What is needed: Your response must be the entire set of entries, reproduced word for word.

--- Records Enclosed Below ---

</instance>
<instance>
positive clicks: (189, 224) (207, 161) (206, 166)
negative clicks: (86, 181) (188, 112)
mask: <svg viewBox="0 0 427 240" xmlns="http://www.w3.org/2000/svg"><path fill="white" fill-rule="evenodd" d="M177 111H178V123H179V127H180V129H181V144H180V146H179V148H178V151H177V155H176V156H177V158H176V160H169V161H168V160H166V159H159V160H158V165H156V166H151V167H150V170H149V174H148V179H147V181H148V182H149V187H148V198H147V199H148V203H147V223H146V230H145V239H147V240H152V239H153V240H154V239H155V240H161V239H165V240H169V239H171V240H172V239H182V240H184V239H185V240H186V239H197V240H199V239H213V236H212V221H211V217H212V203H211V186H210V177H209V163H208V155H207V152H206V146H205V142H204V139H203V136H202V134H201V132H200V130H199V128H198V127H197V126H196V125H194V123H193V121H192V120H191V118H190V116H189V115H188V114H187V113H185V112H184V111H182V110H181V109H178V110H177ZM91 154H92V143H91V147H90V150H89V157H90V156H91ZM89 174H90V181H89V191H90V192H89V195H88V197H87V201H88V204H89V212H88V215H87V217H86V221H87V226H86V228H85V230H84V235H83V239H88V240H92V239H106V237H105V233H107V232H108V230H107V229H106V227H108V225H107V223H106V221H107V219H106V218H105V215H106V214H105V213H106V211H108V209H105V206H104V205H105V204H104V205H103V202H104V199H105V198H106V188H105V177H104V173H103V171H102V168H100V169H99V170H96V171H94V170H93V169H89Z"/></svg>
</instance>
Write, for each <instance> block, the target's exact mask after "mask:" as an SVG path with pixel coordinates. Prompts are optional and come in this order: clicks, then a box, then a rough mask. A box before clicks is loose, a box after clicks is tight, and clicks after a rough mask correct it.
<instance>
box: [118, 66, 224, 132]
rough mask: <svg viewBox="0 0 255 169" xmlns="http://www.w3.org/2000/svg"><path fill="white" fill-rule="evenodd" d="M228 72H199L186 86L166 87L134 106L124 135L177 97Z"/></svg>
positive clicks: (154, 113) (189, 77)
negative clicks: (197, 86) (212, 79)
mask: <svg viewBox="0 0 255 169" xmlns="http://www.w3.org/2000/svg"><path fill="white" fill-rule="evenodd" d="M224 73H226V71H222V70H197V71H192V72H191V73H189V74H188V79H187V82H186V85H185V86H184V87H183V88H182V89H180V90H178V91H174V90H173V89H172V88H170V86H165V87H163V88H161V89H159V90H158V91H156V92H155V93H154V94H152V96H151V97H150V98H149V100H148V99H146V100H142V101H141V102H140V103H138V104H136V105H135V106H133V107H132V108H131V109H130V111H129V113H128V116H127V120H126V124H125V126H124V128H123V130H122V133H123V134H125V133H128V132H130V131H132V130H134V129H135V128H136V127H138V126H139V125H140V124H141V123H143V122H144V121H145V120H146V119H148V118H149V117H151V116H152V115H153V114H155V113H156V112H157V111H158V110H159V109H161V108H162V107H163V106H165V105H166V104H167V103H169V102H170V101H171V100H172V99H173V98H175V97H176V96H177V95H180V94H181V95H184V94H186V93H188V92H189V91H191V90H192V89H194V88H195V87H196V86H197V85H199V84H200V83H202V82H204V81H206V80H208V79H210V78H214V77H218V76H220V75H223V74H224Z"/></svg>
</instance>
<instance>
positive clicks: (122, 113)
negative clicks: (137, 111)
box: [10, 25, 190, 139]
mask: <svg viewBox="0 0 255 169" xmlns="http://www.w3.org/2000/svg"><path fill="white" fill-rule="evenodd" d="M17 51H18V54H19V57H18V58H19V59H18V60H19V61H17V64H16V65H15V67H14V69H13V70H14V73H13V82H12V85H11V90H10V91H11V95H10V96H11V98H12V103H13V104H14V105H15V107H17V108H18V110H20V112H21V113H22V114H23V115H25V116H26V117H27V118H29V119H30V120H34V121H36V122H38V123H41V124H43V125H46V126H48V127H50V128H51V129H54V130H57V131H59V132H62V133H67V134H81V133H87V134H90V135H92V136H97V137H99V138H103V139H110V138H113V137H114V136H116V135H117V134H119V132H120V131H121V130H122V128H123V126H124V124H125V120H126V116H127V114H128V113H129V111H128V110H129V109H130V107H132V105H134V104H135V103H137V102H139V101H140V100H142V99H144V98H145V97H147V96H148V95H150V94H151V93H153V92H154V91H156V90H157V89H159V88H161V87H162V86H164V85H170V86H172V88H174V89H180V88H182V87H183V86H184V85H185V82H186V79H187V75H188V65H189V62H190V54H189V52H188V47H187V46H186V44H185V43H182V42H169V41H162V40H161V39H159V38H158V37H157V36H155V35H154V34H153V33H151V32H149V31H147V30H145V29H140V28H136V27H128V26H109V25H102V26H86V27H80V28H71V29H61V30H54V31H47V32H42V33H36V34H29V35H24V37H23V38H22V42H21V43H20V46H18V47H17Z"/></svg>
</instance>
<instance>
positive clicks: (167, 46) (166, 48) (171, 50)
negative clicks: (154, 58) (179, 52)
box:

--- End of Enclosed Records ---

Response to this task:
</instance>
<instance>
positive clicks: (189, 224) (207, 161) (206, 166)
negative clicks: (86, 181) (188, 112)
mask: <svg viewBox="0 0 427 240" xmlns="http://www.w3.org/2000/svg"><path fill="white" fill-rule="evenodd" d="M177 111H178V123H179V127H180V129H181V144H180V146H179V148H178V151H177V155H176V156H177V158H176V160H169V161H168V160H166V159H159V160H158V165H156V166H151V167H150V170H149V174H148V179H147V181H148V182H149V187H148V198H147V199H148V203H147V223H146V230H145V239H147V240H152V239H153V240H154V239H155V240H161V239H165V240H169V239H171V240H172V239H182V240H184V239H185V240H186V239H197V240H199V239H213V236H212V221H211V217H212V203H211V186H210V177H209V163H208V155H207V152H206V146H205V142H204V139H203V136H202V134H201V132H200V130H199V128H198V127H197V126H196V125H194V123H193V121H192V120H191V118H190V116H189V115H188V114H187V113H185V112H184V111H182V110H181V109H178V110H177ZM91 154H92V143H91V147H90V150H89V157H90V156H91ZM89 174H90V181H89V191H90V192H89V195H88V197H87V201H88V204H89V212H88V215H87V217H86V221H87V226H86V228H85V230H84V235H83V239H88V240H92V239H106V237H105V233H107V232H108V230H107V229H106V227H108V225H107V223H106V221H107V219H106V218H105V215H106V214H105V213H106V211H108V209H105V206H104V205H105V204H104V205H103V202H104V199H105V198H106V188H105V177H104V173H103V171H102V168H100V169H99V170H96V171H94V170H93V169H89Z"/></svg>
</instance>
Write, for each <instance> block, the target's exact mask after "mask:" as an SVG path with pixel coordinates. Prompts are optional and come in this order: clicks, then a box, then a rough mask. A box before clicks is loose, a box after clicks is tight, and clicks after a rough mask correct it.
<instance>
box: [118, 66, 224, 132]
rough mask: <svg viewBox="0 0 255 169" xmlns="http://www.w3.org/2000/svg"><path fill="white" fill-rule="evenodd" d="M228 72H199L186 86L166 87L134 106L124 135L177 97Z"/></svg>
positive clicks: (154, 113) (189, 77)
negative clicks: (197, 86) (212, 79)
mask: <svg viewBox="0 0 255 169" xmlns="http://www.w3.org/2000/svg"><path fill="white" fill-rule="evenodd" d="M224 73H226V71H222V70H197V71H192V72H191V73H189V74H188V79H187V82H186V85H185V86H184V87H183V88H182V89H180V90H178V91H174V90H173V89H172V88H170V86H165V87H163V88H161V89H159V90H158V91H156V92H155V93H154V94H152V96H151V97H150V98H149V100H148V99H146V100H142V101H141V102H140V103H138V104H136V105H135V106H133V107H132V108H131V109H130V111H129V113H128V116H127V120H126V124H125V126H124V128H123V130H122V133H123V134H125V133H128V132H130V131H132V130H134V129H135V128H136V127H138V126H139V125H140V124H141V123H143V122H144V121H145V120H146V119H148V118H149V117H151V116H152V115H153V114H155V113H156V112H157V111H158V110H159V109H161V108H162V107H163V106H165V105H166V104H167V103H169V102H170V101H171V100H172V99H173V98H175V97H176V96H177V95H180V94H181V95H184V94H186V93H188V92H189V91H191V90H192V89H194V88H195V87H196V86H197V85H199V84H200V83H202V82H204V81H206V80H208V79H210V78H214V77H218V76H220V75H223V74H224Z"/></svg>
</instance>
<instance>
positive clicks: (122, 113)
negative clicks: (137, 111)
box: [10, 25, 190, 139]
mask: <svg viewBox="0 0 255 169" xmlns="http://www.w3.org/2000/svg"><path fill="white" fill-rule="evenodd" d="M17 51H18V54H19V57H18V58H19V59H18V60H19V61H17V64H16V65H15V67H14V69H13V70H14V73H13V82H12V85H11V90H10V91H11V95H10V96H11V98H12V103H13V104H14V105H15V107H17V108H18V110H20V112H21V113H22V114H23V115H25V116H26V117H27V118H29V119H30V120H34V121H36V122H38V123H41V124H43V125H46V126H48V127H50V128H51V129H54V130H57V131H59V132H62V133H67V134H81V133H87V134H90V135H92V136H97V137H99V138H103V139H110V138H113V137H114V136H116V135H117V134H119V132H120V131H121V130H122V128H123V126H124V124H125V120H126V116H127V114H128V113H129V111H128V110H129V109H130V107H132V105H134V104H135V103H137V102H139V101H140V100H142V99H144V98H145V97H147V96H148V95H150V94H151V93H153V92H154V91H156V90H157V89H159V88H161V87H162V86H164V85H170V86H172V88H174V89H180V88H182V87H183V86H184V85H185V82H186V79H187V75H188V65H189V62H190V54H189V52H188V47H187V46H186V44H185V43H182V42H169V41H162V40H161V39H159V38H158V37H157V36H155V35H154V34H153V33H151V32H149V31H147V30H145V29H140V28H136V27H128V26H109V25H102V26H86V27H80V28H71V29H61V30H54V31H47V32H42V33H36V34H29V35H24V37H23V38H22V42H21V43H20V46H18V47H17Z"/></svg>
</instance>
<instance>
positive clicks: (167, 46) (166, 48) (171, 50)
negative clicks: (154, 58) (179, 52)
box:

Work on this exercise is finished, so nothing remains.